**Work to be completed:** Only lines with the string "below" are wanted. Pull them out of the data.

(Records from a dataset)
========

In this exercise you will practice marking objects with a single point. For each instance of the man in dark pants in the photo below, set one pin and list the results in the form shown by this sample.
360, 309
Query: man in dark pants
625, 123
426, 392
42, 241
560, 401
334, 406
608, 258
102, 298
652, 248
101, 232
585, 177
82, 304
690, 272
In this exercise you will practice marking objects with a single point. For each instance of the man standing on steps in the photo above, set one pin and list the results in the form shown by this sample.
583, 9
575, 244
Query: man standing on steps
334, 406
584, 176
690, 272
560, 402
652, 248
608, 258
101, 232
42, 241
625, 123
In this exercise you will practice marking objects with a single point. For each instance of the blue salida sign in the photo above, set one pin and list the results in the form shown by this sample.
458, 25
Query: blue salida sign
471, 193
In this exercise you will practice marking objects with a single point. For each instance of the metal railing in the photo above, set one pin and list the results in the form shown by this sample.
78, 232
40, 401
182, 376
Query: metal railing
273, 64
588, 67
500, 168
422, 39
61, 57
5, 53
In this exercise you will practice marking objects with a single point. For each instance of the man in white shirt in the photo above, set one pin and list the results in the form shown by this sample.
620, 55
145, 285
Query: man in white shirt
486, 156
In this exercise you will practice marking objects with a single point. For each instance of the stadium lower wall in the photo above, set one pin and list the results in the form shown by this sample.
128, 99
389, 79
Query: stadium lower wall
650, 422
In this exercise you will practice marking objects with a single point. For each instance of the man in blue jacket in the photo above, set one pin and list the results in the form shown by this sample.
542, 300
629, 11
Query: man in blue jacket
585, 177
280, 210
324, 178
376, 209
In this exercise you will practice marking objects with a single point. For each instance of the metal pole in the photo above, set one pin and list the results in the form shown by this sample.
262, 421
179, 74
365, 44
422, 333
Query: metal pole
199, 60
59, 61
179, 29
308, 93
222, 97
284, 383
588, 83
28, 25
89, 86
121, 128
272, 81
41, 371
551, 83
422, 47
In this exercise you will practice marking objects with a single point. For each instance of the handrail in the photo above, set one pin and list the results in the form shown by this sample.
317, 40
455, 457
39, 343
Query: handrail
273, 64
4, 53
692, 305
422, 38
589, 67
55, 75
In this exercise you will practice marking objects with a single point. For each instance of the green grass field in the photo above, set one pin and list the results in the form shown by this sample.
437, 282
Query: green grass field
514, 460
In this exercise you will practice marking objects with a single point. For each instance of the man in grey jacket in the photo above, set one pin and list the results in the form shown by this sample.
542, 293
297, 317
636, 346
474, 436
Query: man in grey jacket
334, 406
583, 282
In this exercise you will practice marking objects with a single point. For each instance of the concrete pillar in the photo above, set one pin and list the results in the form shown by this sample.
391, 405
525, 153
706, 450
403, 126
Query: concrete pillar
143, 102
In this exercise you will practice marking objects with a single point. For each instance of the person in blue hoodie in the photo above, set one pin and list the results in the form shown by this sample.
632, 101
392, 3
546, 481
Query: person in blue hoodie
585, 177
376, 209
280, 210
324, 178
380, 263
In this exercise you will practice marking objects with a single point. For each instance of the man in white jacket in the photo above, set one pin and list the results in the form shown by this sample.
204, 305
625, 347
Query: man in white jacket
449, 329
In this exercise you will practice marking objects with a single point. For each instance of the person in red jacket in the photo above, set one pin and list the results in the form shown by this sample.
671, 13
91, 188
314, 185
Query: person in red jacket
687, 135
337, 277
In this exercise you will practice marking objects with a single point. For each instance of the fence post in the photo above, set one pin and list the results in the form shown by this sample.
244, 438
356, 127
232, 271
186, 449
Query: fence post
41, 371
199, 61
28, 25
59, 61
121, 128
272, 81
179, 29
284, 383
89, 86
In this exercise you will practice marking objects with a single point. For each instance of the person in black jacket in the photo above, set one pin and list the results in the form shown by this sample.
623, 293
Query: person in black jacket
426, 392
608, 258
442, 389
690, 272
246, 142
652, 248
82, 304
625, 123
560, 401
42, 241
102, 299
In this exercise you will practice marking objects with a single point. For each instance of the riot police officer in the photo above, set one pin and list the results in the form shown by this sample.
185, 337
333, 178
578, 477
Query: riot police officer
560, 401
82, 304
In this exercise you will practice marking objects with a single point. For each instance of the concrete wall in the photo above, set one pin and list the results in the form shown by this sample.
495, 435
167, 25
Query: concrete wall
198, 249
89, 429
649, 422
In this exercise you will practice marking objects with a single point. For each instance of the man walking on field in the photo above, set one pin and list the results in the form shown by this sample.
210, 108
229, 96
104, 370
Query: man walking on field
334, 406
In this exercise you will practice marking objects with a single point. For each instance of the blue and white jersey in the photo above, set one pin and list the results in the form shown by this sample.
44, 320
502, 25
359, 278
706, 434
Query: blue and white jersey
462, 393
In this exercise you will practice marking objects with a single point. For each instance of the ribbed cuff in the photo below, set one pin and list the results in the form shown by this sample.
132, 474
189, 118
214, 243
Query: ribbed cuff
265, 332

========

**Output of the exercise:**
In this exercise you will practice marking objects with a single point. For each instance of the man in dark pants in the photo below, set one pin and list the results in the form shown by this sample.
In this exercise you will practice marking objects with a single point. For each instance of the ribbed cuff in the photo below, set one pin and list the results in the form shown by this sample.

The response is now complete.